### What is expected
Lines to return, exactly: from the line with "like [[544, 416]]." to the line with "like [[260, 487]]." in the entries below, both included.
───── Exercise material ─────
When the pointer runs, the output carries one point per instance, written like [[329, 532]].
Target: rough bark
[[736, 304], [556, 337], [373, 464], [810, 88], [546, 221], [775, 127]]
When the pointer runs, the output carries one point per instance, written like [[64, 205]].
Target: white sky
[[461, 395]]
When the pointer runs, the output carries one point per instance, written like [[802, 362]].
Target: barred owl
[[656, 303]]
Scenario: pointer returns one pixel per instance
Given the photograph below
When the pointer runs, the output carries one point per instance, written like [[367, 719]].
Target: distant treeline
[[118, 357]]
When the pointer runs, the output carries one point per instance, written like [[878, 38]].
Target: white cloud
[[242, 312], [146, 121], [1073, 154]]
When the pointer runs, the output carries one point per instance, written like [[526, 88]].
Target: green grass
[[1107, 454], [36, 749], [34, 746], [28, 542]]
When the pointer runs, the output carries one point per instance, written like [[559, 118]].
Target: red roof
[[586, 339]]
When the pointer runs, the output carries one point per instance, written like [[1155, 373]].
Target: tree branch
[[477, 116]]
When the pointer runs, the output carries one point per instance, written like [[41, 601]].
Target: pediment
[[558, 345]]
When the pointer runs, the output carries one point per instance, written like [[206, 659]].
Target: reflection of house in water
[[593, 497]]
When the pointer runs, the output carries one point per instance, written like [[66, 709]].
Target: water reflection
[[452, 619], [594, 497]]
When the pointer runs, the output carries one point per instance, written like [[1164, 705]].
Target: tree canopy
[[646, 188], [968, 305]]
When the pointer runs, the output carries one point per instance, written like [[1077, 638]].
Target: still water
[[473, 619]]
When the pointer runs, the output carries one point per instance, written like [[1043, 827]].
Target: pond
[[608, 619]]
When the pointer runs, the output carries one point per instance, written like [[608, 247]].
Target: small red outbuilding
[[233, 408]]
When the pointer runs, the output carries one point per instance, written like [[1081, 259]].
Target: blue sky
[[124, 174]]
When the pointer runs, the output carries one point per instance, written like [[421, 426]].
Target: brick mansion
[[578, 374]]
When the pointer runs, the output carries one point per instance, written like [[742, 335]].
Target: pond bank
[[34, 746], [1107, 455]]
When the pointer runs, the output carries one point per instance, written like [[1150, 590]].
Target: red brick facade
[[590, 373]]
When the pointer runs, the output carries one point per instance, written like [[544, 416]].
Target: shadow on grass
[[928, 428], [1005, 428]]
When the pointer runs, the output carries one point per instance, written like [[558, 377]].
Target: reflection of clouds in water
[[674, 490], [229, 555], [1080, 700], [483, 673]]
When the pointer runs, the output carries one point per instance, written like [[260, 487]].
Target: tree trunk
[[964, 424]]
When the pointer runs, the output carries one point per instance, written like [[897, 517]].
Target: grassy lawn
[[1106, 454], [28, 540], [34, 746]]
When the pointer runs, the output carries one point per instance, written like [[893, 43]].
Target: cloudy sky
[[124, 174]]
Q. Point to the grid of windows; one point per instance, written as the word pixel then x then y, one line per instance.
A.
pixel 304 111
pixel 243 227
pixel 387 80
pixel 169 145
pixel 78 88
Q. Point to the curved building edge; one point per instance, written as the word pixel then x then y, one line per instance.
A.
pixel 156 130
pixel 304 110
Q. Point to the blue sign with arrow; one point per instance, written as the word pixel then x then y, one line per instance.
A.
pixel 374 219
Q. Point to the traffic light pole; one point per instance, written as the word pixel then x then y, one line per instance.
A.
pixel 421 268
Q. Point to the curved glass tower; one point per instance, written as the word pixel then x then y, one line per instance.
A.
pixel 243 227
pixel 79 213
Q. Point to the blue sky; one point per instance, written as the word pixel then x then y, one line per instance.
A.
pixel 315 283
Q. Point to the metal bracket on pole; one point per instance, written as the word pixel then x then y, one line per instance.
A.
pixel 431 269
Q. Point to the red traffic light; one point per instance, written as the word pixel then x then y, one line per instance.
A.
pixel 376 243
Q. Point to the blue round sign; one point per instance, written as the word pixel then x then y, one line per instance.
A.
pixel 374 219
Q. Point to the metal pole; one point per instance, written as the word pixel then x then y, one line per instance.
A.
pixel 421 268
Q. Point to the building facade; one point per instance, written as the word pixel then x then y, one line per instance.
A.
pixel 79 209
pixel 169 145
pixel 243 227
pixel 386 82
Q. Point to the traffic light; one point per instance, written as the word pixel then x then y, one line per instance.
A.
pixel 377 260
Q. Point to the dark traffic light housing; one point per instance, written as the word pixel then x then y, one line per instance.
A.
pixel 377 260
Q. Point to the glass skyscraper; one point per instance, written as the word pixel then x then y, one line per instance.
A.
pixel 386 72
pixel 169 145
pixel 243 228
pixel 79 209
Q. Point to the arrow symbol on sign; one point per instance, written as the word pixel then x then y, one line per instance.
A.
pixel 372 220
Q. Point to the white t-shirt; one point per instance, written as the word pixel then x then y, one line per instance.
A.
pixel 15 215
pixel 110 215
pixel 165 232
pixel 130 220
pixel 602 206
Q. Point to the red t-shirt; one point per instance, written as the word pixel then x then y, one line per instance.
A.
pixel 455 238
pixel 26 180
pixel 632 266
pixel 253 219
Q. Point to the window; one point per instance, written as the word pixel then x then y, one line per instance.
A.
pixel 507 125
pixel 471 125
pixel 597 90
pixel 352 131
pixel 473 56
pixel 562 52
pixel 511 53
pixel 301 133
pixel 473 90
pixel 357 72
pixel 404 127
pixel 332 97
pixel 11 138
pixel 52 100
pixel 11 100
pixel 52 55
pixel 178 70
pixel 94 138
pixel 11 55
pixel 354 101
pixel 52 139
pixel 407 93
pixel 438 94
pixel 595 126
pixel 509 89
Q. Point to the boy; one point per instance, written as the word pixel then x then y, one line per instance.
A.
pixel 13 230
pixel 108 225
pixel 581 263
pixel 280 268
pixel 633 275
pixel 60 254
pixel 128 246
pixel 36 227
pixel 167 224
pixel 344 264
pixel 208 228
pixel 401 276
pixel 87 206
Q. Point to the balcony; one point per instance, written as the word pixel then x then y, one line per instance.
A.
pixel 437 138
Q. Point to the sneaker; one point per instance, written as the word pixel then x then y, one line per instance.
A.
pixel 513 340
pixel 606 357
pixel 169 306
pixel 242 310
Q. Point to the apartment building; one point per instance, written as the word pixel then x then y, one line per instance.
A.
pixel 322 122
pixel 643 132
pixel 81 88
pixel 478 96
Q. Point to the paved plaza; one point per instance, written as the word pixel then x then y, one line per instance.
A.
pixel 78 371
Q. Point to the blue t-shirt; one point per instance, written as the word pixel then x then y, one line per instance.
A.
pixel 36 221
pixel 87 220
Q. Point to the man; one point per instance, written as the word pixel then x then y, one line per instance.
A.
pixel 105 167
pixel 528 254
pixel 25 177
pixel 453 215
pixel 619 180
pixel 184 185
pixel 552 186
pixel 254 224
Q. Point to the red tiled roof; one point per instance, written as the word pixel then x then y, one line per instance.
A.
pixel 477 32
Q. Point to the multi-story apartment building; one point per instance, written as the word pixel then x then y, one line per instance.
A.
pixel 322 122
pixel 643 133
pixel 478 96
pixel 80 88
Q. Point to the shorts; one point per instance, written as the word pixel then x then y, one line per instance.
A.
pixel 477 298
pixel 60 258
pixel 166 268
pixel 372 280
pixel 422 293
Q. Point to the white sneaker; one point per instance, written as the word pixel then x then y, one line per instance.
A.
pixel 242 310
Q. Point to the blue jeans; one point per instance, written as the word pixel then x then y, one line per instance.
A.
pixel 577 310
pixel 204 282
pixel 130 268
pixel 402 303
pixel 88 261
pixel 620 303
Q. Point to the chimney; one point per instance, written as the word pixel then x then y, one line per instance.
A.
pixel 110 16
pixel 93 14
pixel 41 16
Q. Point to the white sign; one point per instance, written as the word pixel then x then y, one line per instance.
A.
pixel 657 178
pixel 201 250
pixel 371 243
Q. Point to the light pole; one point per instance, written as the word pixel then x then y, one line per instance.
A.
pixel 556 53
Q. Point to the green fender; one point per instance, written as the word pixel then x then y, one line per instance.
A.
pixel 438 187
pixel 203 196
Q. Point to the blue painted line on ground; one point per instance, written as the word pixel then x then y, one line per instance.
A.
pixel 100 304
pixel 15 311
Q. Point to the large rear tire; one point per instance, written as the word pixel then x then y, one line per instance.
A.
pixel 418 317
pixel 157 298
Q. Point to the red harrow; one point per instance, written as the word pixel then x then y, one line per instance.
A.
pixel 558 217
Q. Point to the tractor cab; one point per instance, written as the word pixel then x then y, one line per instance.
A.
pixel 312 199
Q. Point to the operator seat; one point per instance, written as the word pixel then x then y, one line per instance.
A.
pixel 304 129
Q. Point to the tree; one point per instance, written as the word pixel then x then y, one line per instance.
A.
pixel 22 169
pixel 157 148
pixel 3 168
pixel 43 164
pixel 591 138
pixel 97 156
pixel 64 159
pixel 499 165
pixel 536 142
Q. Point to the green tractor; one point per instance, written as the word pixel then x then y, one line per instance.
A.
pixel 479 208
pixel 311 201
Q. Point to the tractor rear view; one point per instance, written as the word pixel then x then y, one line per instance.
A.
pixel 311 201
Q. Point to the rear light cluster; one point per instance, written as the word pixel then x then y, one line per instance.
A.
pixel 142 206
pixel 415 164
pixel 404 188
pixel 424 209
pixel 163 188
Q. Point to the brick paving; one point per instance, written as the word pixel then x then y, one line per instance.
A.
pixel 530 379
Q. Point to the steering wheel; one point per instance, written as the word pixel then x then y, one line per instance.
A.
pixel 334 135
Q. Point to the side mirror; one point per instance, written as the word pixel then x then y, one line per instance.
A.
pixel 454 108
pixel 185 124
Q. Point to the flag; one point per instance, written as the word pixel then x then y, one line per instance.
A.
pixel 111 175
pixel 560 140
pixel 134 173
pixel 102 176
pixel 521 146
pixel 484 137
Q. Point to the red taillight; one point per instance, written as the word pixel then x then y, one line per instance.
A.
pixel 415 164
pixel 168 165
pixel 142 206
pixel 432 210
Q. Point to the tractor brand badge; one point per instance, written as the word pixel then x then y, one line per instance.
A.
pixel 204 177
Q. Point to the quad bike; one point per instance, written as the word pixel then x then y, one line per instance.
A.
─────
### Reply to the exercise
When the pointer runs, the output carries one point per instance, written like [[544, 416]].
Target: shadow on grass
[[928, 428], [1005, 428]]
When the pointer runs, the output carries one point per instance, written like [[558, 377]].
Target: reflection of clouds in water
[[674, 490], [229, 555], [1080, 700], [483, 673]]
When the pointer runs, the output carries one point per instance, written like [[260, 487]].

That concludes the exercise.